Rewrite the lines below with "Annotate" swapped for "Mark" everywhere it occurs, leaving everything else unchanged.

Dataset excerpts on pointing at objects:

-.-.-

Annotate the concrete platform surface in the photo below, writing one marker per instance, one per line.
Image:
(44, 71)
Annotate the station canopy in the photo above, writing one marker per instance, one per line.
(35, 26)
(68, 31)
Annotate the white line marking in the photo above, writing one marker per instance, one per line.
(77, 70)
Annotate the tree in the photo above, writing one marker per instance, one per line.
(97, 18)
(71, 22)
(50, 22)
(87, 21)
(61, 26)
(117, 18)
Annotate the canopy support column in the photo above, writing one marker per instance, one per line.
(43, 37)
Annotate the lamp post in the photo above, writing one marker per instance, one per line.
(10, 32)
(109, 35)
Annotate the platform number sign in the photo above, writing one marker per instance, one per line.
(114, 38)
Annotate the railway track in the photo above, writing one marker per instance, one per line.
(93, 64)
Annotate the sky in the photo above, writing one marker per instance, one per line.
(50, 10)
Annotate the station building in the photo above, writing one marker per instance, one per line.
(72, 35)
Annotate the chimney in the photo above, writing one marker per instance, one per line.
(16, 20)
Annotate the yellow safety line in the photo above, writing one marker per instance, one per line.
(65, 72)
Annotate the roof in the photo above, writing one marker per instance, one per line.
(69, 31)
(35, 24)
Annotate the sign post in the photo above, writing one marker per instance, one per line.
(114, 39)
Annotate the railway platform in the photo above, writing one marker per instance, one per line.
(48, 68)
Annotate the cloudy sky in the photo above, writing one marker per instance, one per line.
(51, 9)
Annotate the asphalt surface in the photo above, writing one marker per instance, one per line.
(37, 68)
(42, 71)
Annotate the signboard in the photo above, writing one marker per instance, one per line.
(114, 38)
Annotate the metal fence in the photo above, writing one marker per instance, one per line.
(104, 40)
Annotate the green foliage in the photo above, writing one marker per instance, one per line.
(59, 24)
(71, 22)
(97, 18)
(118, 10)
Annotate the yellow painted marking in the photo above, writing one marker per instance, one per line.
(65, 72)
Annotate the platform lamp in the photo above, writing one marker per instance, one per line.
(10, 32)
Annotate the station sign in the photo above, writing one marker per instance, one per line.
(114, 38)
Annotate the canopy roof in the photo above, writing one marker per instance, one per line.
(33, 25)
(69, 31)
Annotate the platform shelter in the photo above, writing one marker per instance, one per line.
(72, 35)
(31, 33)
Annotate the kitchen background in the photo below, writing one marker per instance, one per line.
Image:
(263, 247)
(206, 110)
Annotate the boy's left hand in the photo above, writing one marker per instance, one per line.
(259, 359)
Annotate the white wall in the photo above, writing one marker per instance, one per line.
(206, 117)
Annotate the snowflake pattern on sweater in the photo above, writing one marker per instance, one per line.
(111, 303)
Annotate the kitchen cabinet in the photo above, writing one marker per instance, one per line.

-.-.-

**Problem solution**
Mark the concrete platform surface in the photo below, writing one marker per instance, one per line.
Image:
(44, 71)
Mark the station canopy in the photo above, writing one marker per instance, one per line.
(35, 26)
(68, 31)
Mark the white line marking in the photo above, writing one marker per instance, one per line.
(77, 70)
Mark the tree in the photo above, writing one marker per instance, one per line.
(97, 18)
(71, 22)
(50, 22)
(87, 21)
(61, 26)
(117, 18)
Mark the canopy support column in the photo above, writing one marker per instance, one per line.
(43, 37)
Mark the lamp post in the photo above, writing one marker per instance, one per line.
(10, 32)
(109, 35)
Mark the platform number sign in the photo above, writing one marker per instance, one per line.
(114, 38)
Mark the railway track in the photo above, writing one marker per instance, one per line.
(93, 64)
Mark the sky in the photo above, writing one marker per instance, one per line.
(50, 10)
Mark the station building in the photo above, writing one marker per instance, one per line.
(72, 35)
Mark the chimney in the photo above, writing one marker per instance, one per line.
(16, 20)
Mark the yellow safety line in the photo above, writing one marker per instance, one per line.
(65, 72)
Mark the roof in the photo above, writing one marker per instance, one per line.
(69, 31)
(35, 24)
Mark the sign post in the photo above, writing one marker per instance, one per line.
(114, 39)
Mark the railway platform in the photo above, writing one marker per instance, one per line.
(48, 68)
Mark the cloudy sky in the photo above, writing one marker per instance, one per line.
(51, 9)
Mark the asphalt surface in the photo above, writing one marker per instance, one per line.
(37, 68)
(42, 71)
Mark the signboard in the photo above, writing one marker per instance, one per line.
(114, 38)
Mark the metal fence in the photo above, writing one marker per instance, one per line.
(104, 40)
Mark the green foliage in the photo above, writing one marker per instance, one per line.
(59, 24)
(71, 22)
(97, 18)
(118, 10)
Mark the yellow painted marking in the photo above, writing one marker per instance, one per line.
(65, 72)
Mark the platform lamp in the photo above, writing one marker per instance, one per line.
(10, 32)
Mark the station sign in the photo above, writing one marker per instance, one per line.
(114, 38)
Mark the canopy roof in the photo above, writing one marker per instance, one per line.
(33, 25)
(69, 31)
Mark the platform shelter in the photo above, writing one marker per instance, one per line.
(72, 35)
(31, 33)
Mark the kitchen background in the photo below, writing one marker per instance, one per line.
Image:
(263, 247)
(206, 110)
Mark the boy's left hand in the photo above, writing one marker per instance, one per line.
(259, 359)
Mark the white wall in the photo above, writing one marker per instance, one per line.
(206, 117)
Mark the snowflake pattern on sweater in the photo above, writing one marker per instance, one per line.
(111, 303)
Mark the kitchen cabinet in the photo above, writing one marker per instance, one per line.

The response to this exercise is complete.